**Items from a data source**
---

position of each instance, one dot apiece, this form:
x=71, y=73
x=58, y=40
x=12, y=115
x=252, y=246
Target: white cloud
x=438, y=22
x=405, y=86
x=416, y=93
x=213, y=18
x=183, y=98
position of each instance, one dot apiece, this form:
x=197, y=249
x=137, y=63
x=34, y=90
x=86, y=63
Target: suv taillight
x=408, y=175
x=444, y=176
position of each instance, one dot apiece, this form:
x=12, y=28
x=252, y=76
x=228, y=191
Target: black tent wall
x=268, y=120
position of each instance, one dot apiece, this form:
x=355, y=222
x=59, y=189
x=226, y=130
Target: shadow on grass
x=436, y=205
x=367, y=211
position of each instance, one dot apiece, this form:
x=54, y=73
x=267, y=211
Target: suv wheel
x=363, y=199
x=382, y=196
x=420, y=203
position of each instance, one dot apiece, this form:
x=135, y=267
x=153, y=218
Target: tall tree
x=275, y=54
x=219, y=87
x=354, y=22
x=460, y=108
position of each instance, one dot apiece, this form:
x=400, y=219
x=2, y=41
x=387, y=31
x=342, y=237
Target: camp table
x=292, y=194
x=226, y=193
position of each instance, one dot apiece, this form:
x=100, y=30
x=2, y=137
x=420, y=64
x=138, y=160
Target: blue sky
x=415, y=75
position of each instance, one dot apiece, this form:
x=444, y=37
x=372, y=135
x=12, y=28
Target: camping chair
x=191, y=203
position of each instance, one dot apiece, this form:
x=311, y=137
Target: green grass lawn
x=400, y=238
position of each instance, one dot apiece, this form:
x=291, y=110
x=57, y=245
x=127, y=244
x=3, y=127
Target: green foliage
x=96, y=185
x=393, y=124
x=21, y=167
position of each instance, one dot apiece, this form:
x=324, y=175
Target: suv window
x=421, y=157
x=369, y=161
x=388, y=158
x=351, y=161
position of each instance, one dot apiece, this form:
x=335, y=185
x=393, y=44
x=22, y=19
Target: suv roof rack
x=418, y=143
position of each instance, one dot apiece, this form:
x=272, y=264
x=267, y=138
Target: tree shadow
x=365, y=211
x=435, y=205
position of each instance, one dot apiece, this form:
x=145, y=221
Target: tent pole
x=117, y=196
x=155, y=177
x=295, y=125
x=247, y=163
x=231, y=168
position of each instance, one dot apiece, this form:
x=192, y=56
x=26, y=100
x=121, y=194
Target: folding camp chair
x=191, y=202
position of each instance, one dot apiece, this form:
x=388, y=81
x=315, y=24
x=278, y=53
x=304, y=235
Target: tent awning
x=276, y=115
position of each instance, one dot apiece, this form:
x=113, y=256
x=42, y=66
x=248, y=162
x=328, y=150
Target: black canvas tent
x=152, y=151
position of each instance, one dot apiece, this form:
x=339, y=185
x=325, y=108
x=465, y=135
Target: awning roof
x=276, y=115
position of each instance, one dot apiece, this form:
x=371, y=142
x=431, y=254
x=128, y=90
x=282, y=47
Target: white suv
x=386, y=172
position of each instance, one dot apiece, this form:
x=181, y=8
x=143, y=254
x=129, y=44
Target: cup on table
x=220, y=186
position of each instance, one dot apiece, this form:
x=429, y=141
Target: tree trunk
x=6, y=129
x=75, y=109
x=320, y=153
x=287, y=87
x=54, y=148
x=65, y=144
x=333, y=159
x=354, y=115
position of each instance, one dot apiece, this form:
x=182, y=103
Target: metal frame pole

---

**Your assignment**
Return exactly the lines from the line bearing "x=304, y=235" to the end of the records, inclusive of both; include no other lines.

**Output for this exercise**
x=304, y=235
Target: tent awning
x=276, y=115
position of each instance, one dot apiece, this form:
x=113, y=256
x=42, y=66
x=248, y=162
x=328, y=150
Target: black canvas tent
x=152, y=151
position of each instance, one dot apiece, this form:
x=339, y=185
x=325, y=108
x=465, y=135
Target: awning roof
x=276, y=115
position of each instance, one dot apiece, this form:
x=371, y=142
x=431, y=254
x=128, y=90
x=282, y=47
Target: white suv
x=386, y=172
position of each instance, one dot apiece, this form:
x=181, y=8
x=143, y=254
x=129, y=44
Target: cup on table
x=220, y=186
position of each instance, one dot apiece, this form:
x=429, y=141
Target: tree trunk
x=6, y=129
x=75, y=109
x=320, y=153
x=287, y=87
x=54, y=148
x=65, y=144
x=333, y=159
x=354, y=115
position of each instance, one dot apiece, this form:
x=182, y=103
Target: metal frame pole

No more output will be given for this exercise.